Welchen Anteil seines Technologie-Budgets will der US-Händler Nordstrom laut dem folgenden Quellenauszug bis 2019 jährlich in den Ausbau des Online- und Multichannel-Bereichs investieren?

* Quellenauszug
============
Und mehr digitale Kompetenz in allen relevanten Leistungsbereichen.
Ein großes Problem für gewachsene stationäre Unternehmenskulturen. Digitale High-Potentials gründen im Zweifel lieber ein Start-up, als sich mit den Restriktionen und Widerständen, mit den Besserwissern und Blockierern in den Handelsbetrieben auseinanderzusetzen. Digitale Transformation braucht also andere Führungskulturen und ein anderes Recruiting. Der US-Bürohändler Staples zum Beispiel hat in Cambridge/Massachusetts ein „E-Commerce Innovation Center“ aufgebaut, um digitale Talente etwa von der Harvard University und dem MIT für sich zu gewinnen.
Hört sich alles sehr kostenintensiv an.
Klar, der Transformationsprozess eines traditionell stationären zum integrierten Multichannel-Händler erfordert einen hohen Einsatz kreativer und finanzieller Ressourcen. Die Geschäftsleitung muss bereit sein, ein umfassendes Investitionsprojekt aufzulegen. Die alternative Strategie, nämlich nichts tun und Marktanteile verlieren, ist mittelfristig jedoch deutlich teurer.
Zweifeln Sie, was den deutschen Handel betrifft, an dieser Bereitschaft?
Der US-Händler Nordstrom hat kürzlich bekanntgegeben, dass er bis 2019 jährlich 40 Prozent seines Technologie-Budgets in den Ausbau des Online- und Multichannel-Bereichs investieren wird. Eine ähnliche Zahl habe ich aus Deutschland bislang nicht gehört.
Deutsche Händler hinken im internationalen Vergleich hinterher?
In Japan, UK und den USA ist der Druck der Konsumenten auf den Handel, E-Commerce- und Multichannel-Services anzubieten, größer. Die Erträge der Händler sind dort außerdem im Schnitt höher, entsprechend ist mehr Spielraum für Investitionen vorhanden. Dies sind die beiden wichtigsten Gründe, warum große Handelsunternehmen in diesen Ländern nach meinem Eindruck experimentierfreudiger, risikobereiter, insgesamt einen Schritt weiter sind bei der Migration zum integrierten Multichannel-Anbieter.
Welche Beispiele haben Sie dafür?
Wo soll ich anfangen? Im New Yorker Superstore des Consumer Electronics-Händlers B&H ist unter der Decke ein Transportsystem installiert. Der Kunde entscheidet sich nach exzellenter persönlicher Beratung von Profis vor Ort, der Artikel wird per Tablet geordert und kommissioniert, der gesamte Warenkorb wird in den Hintergrund transportiert und dort verpackt. Der Kunde kann an der Kasse spontan entscheiden, ob er seine Ware gleich mitnehmen oder sie zugeschickt haben möchte – ein Paradebeispiel für die Verbindung von Online- und Offline-Handel. Oder das Warenhaus Macy’s: Dort sorgt ein digitales Kundenbindungsprogramm dafür, dass Käufe im realen stationären Geschäft mit auf das Smartphone gespielten Bonuspunkten belohnt werden. Auch Third-Party-Programme wie Shopkick werden integriert. Oder Walmart: Das Unternehmen hat sehr früh damit begonnen, Kundendaten zu sammeln und Kundenprofile zu erstellen. Diese Erkenntnisse nutzt der Händler jetzt in Form vielfältiger digitaler, die Vertriebskanäle verbindender Services.
============
* Datensatzinhalt
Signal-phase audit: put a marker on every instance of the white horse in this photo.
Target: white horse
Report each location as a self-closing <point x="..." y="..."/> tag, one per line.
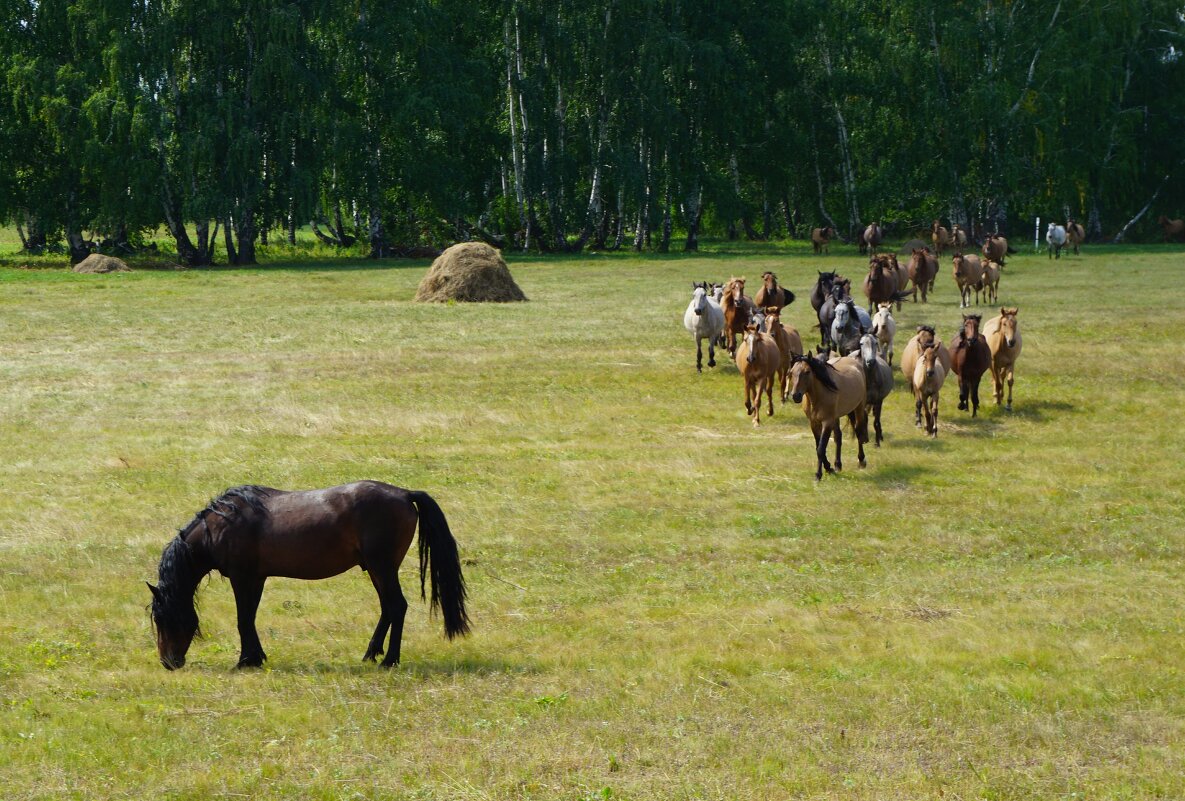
<point x="1056" y="238"/>
<point x="704" y="319"/>
<point x="846" y="328"/>
<point x="885" y="328"/>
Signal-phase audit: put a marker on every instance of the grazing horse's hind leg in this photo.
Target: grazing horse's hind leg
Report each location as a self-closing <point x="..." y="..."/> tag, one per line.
<point x="248" y="593"/>
<point x="395" y="609"/>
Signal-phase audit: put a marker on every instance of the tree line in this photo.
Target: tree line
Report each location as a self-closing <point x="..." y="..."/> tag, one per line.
<point x="561" y="126"/>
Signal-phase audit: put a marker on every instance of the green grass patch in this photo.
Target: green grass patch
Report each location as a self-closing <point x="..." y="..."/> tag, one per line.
<point x="665" y="603"/>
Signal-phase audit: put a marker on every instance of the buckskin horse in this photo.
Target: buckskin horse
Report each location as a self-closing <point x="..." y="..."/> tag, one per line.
<point x="251" y="533"/>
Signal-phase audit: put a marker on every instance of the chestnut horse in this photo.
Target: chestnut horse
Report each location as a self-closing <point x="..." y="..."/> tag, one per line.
<point x="821" y="237"/>
<point x="827" y="392"/>
<point x="995" y="248"/>
<point x="737" y="312"/>
<point x="928" y="377"/>
<point x="991" y="281"/>
<point x="923" y="267"/>
<point x="1003" y="334"/>
<point x="770" y="294"/>
<point x="940" y="237"/>
<point x="789" y="345"/>
<point x="1075" y="235"/>
<point x="757" y="359"/>
<point x="968" y="273"/>
<point x="250" y="533"/>
<point x="969" y="359"/>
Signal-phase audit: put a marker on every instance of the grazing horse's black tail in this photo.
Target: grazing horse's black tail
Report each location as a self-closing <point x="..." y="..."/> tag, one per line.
<point x="439" y="557"/>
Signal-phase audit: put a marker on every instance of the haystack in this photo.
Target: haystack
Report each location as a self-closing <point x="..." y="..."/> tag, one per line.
<point x="471" y="271"/>
<point x="101" y="263"/>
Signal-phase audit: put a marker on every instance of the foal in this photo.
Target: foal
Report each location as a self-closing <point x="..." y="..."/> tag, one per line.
<point x="928" y="378"/>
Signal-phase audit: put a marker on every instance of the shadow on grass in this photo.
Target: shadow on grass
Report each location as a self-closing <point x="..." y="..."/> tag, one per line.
<point x="427" y="668"/>
<point x="896" y="475"/>
<point x="1035" y="410"/>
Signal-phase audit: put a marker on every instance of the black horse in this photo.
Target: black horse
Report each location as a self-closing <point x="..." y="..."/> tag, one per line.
<point x="249" y="533"/>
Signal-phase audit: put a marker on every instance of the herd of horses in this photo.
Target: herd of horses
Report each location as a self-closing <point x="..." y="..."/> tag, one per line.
<point x="850" y="372"/>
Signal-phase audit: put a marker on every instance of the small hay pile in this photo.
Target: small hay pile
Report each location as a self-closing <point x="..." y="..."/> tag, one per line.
<point x="471" y="271"/>
<point x="101" y="263"/>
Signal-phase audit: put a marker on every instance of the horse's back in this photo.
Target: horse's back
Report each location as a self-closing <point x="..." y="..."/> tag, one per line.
<point x="316" y="533"/>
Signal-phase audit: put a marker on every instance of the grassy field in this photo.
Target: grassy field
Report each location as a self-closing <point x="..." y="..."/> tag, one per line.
<point x="666" y="604"/>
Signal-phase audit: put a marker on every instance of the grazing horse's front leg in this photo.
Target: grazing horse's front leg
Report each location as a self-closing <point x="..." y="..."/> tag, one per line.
<point x="248" y="591"/>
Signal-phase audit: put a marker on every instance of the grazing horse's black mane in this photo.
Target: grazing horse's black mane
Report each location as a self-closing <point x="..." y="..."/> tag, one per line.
<point x="230" y="505"/>
<point x="819" y="369"/>
<point x="179" y="572"/>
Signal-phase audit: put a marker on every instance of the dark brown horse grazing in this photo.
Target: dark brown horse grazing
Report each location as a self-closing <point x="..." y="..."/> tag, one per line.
<point x="969" y="359"/>
<point x="770" y="294"/>
<point x="249" y="533"/>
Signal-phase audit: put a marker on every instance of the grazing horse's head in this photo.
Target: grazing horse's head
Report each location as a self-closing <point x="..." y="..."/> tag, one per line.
<point x="971" y="327"/>
<point x="805" y="372"/>
<point x="173" y="614"/>
<point x="751" y="334"/>
<point x="773" y="318"/>
<point x="843" y="314"/>
<point x="1009" y="326"/>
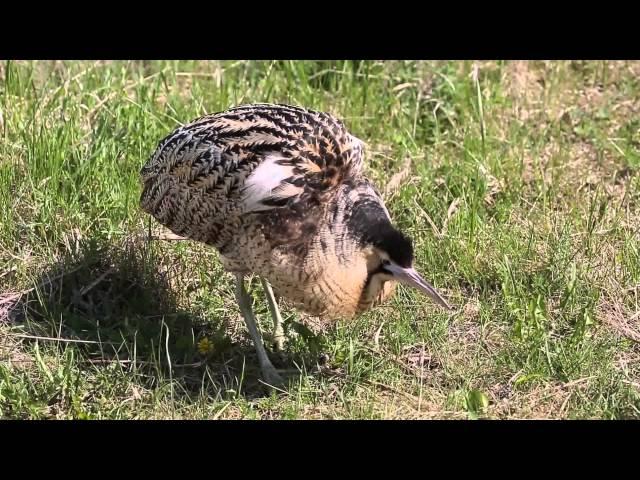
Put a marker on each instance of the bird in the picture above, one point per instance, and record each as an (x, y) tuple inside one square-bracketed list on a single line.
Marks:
[(280, 192)]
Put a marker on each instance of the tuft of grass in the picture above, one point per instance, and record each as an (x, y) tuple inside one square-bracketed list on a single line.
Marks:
[(518, 182)]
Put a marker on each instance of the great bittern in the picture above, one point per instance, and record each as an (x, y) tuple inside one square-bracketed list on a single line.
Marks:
[(279, 192)]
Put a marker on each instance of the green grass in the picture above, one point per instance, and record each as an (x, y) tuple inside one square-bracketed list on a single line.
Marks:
[(518, 182)]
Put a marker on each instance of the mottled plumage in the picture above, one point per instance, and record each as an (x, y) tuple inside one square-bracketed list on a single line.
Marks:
[(279, 192)]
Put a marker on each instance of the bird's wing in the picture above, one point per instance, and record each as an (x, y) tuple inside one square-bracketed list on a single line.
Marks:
[(247, 159)]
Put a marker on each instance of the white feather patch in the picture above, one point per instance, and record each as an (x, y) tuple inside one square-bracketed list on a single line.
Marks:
[(267, 181)]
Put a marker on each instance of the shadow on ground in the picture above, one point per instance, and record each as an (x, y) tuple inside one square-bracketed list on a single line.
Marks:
[(118, 303)]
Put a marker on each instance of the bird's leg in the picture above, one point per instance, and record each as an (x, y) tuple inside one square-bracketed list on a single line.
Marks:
[(269, 372), (278, 332)]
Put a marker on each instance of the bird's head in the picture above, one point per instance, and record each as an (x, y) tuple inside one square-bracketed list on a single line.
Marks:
[(391, 258)]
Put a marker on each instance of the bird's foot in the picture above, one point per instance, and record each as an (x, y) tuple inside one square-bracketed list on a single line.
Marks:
[(276, 339)]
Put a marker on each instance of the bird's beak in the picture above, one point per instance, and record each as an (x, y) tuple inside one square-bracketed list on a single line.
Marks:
[(411, 278)]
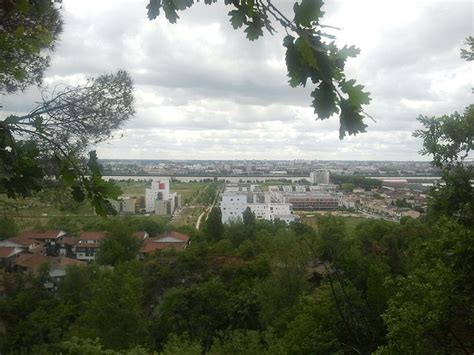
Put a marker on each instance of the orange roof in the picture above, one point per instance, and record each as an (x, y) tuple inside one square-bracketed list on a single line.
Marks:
[(91, 235), (62, 262), (140, 235), (150, 246), (35, 234), (69, 240), (5, 252), (173, 234), (23, 240), (32, 261)]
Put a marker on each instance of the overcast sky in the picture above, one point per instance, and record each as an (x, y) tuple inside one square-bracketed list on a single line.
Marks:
[(203, 91)]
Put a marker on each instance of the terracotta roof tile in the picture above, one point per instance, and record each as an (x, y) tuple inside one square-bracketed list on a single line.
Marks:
[(47, 234), (173, 234), (32, 261), (92, 235), (151, 245), (5, 252)]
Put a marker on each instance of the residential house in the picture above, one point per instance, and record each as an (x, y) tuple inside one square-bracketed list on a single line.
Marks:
[(165, 241), (87, 245)]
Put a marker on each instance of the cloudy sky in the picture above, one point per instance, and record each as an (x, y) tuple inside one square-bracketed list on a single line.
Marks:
[(203, 91)]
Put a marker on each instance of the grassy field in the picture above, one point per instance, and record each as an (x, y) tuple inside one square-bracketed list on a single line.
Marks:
[(40, 210), (189, 216), (188, 190)]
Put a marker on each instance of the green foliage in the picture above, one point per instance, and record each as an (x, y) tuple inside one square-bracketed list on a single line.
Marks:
[(119, 246), (29, 30), (52, 138), (431, 310), (114, 313), (8, 228), (181, 345), (310, 53), (449, 140)]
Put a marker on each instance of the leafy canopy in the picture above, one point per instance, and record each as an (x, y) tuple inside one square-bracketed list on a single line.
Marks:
[(29, 29), (311, 53), (52, 138)]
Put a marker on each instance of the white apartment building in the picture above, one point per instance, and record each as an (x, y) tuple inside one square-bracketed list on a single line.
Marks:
[(160, 200), (233, 205), (160, 190), (320, 177)]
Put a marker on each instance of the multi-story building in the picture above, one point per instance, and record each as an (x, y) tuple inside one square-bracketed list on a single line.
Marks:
[(160, 190), (233, 205), (320, 177), (309, 202), (160, 200)]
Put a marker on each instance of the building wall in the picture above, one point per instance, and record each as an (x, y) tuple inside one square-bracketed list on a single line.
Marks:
[(232, 206), (160, 190), (314, 202), (319, 177)]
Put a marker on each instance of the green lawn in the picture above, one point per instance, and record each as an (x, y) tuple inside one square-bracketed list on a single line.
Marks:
[(188, 190)]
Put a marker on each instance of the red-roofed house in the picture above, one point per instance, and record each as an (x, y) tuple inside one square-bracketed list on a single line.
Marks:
[(88, 244), (7, 255), (49, 238), (165, 241), (30, 262)]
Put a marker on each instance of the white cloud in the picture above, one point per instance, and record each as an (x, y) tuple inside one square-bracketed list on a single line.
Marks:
[(204, 91)]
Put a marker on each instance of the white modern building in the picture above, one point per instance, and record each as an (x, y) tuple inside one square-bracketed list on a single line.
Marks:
[(160, 200), (320, 177), (233, 205)]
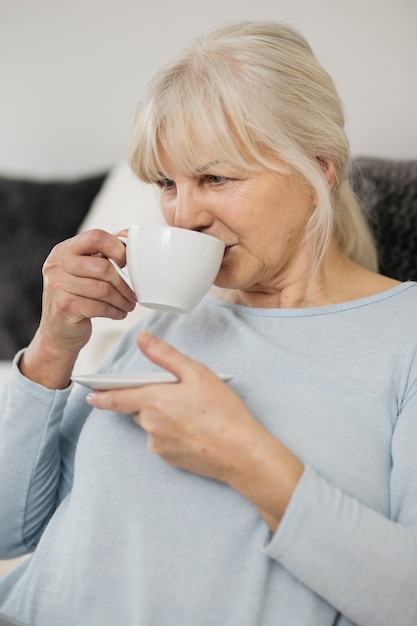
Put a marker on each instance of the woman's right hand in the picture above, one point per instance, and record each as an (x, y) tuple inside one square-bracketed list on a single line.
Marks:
[(79, 284)]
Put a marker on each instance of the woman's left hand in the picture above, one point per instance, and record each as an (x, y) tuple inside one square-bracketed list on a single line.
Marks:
[(199, 424)]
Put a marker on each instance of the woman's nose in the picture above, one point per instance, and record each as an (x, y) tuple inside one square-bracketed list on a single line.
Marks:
[(190, 210)]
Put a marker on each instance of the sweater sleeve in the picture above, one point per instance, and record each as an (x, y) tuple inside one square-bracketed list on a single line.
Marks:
[(361, 562), (35, 467)]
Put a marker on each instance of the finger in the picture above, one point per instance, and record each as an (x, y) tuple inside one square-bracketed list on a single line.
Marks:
[(130, 401), (167, 357)]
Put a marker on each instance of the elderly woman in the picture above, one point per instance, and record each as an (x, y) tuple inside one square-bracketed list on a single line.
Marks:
[(289, 495)]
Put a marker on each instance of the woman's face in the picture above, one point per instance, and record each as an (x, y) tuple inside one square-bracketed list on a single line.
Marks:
[(260, 216)]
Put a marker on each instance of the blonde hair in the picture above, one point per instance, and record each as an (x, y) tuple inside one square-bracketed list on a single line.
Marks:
[(253, 94)]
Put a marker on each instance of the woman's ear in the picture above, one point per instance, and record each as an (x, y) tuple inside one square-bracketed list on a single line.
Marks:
[(328, 168)]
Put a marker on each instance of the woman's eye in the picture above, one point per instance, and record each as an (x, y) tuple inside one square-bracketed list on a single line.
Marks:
[(166, 183), (212, 178)]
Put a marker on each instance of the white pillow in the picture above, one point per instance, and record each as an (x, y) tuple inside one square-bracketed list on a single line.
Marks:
[(122, 201)]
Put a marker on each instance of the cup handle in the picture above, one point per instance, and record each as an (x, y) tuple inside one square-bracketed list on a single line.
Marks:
[(124, 274)]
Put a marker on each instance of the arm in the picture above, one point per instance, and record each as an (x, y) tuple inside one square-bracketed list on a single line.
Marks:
[(36, 454), (29, 461), (362, 563)]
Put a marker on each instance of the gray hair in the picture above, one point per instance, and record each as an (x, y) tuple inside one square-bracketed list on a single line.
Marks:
[(253, 94)]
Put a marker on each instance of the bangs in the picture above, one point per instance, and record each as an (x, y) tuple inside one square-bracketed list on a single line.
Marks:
[(195, 115)]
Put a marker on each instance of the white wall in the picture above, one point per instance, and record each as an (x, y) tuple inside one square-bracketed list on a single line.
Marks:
[(71, 71)]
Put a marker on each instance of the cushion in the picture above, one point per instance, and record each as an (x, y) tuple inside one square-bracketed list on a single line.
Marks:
[(34, 216), (388, 191)]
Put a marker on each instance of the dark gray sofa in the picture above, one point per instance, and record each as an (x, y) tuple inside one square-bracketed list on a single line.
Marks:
[(34, 215)]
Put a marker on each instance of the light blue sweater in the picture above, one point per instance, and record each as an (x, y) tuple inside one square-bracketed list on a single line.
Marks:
[(123, 538)]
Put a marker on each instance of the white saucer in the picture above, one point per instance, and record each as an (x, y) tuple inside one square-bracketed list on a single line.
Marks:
[(123, 381)]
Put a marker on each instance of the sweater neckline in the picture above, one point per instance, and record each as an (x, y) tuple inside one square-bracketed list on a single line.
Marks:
[(314, 311)]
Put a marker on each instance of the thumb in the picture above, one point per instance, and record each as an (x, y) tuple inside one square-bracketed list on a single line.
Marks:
[(165, 355)]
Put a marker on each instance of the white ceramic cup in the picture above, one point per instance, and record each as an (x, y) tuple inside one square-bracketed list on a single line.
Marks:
[(170, 268)]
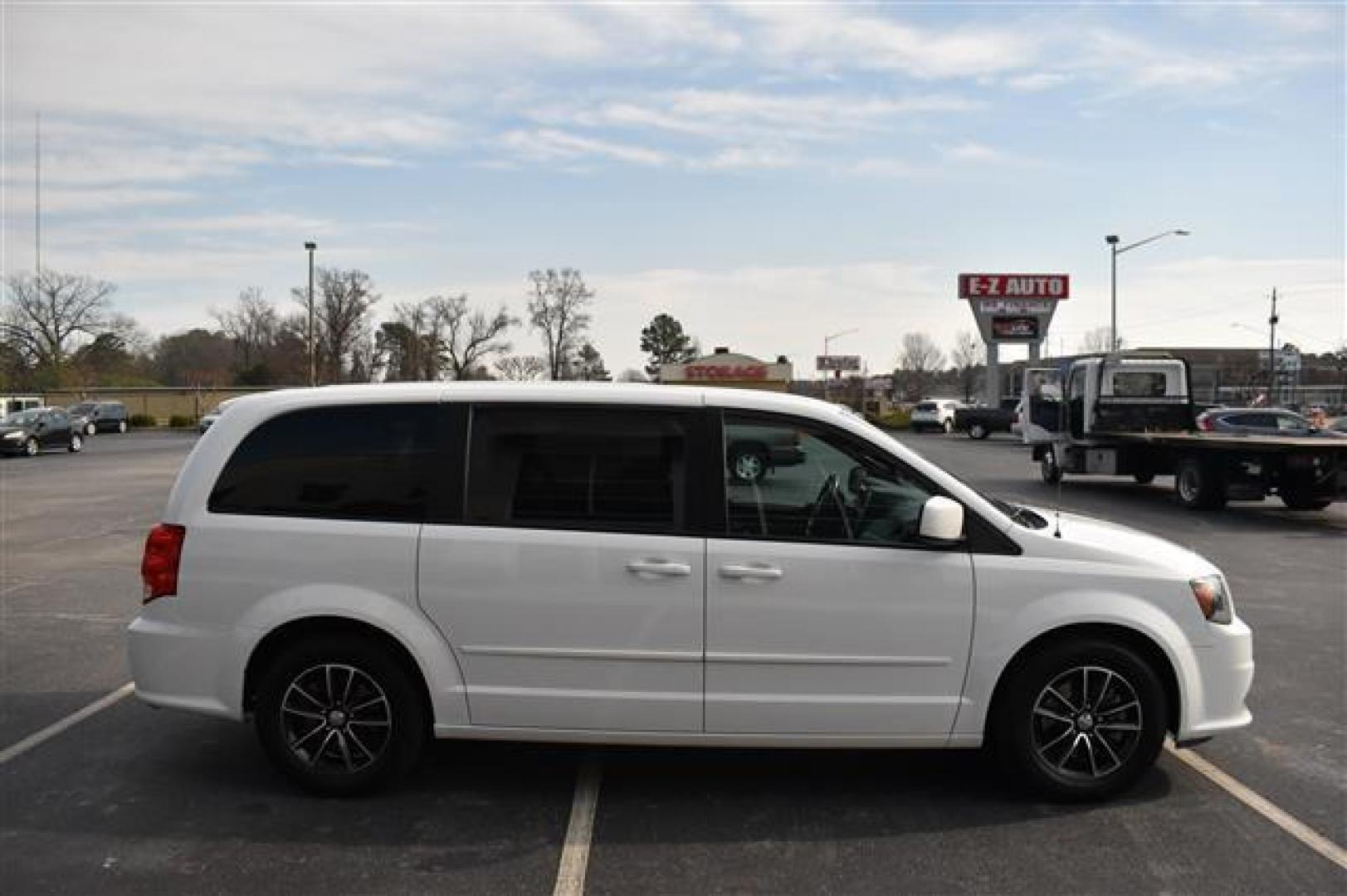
============
* Ergebnis der Aufgabe
40 Prozent